>> BEGIN

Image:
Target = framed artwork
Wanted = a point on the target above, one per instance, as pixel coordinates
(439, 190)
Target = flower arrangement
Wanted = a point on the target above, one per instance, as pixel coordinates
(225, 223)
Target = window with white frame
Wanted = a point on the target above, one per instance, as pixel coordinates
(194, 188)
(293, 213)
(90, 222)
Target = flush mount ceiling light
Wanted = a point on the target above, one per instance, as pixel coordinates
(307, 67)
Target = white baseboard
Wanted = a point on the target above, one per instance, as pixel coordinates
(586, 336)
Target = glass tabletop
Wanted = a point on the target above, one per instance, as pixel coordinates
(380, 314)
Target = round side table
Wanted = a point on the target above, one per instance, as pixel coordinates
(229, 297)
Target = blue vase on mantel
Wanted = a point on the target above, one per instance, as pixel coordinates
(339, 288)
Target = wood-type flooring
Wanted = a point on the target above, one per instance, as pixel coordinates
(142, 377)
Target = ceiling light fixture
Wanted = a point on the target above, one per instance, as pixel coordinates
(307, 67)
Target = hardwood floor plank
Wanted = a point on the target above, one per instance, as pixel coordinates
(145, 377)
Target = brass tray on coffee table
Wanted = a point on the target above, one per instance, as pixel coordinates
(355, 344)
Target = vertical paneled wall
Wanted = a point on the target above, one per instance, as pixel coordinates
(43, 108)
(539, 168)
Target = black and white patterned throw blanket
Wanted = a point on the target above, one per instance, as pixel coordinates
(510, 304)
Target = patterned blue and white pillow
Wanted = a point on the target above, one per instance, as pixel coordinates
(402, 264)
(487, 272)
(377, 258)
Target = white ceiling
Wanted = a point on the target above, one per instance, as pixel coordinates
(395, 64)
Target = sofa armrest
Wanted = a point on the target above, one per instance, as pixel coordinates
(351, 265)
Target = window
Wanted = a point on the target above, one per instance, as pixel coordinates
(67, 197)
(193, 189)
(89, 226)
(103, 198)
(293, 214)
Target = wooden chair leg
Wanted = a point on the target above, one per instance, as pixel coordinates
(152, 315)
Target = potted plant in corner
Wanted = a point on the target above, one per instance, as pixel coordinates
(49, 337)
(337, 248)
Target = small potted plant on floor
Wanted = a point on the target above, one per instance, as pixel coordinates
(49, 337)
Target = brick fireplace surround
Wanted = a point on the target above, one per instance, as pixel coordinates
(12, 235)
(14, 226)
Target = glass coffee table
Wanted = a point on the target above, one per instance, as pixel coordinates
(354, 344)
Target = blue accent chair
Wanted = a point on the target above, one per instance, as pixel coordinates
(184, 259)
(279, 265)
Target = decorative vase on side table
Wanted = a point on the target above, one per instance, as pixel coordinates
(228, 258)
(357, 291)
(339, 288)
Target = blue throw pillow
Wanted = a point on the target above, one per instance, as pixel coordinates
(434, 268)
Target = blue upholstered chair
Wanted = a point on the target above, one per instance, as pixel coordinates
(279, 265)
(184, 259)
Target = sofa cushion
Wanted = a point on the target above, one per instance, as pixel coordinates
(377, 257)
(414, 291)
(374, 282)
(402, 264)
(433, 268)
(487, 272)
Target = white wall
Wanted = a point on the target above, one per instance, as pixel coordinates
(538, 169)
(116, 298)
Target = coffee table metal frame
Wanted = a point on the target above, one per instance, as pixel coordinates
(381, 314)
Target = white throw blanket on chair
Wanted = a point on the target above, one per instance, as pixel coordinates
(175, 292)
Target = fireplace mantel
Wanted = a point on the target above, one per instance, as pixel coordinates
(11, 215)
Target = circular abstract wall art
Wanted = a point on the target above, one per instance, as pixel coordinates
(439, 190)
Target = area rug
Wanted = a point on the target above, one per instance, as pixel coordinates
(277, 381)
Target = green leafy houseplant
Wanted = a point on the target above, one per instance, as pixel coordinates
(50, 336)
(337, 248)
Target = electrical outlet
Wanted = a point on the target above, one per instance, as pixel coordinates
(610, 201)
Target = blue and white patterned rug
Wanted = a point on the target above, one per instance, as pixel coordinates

>> END

• Exercise description: Begin with the line that contains "Target = fireplace mantel" and quote each line after it exactly, stopping after the last line of the data.

• Exercise output:
Target = fireplace mantel
Wanted = a point on the target above, one per instance, as pixel coordinates
(11, 215)
Target = circular abstract wall art
Wanted = a point on the target above, one per instance, as pixel coordinates
(439, 190)
Target = area rug
Wanted = a point on the target above, one per instance, as pixel coordinates
(277, 381)
Target = green leafy houseplant
Wanted = a point on the target above, one per instance, as pixel coordinates
(50, 336)
(337, 248)
Target = electrical outlet
Wanted = a point on the target above, one per instance, as pixel coordinates
(610, 201)
Target = blue and white patterned rug
Wanted = a point on the target above, one per instance, as pixel coordinates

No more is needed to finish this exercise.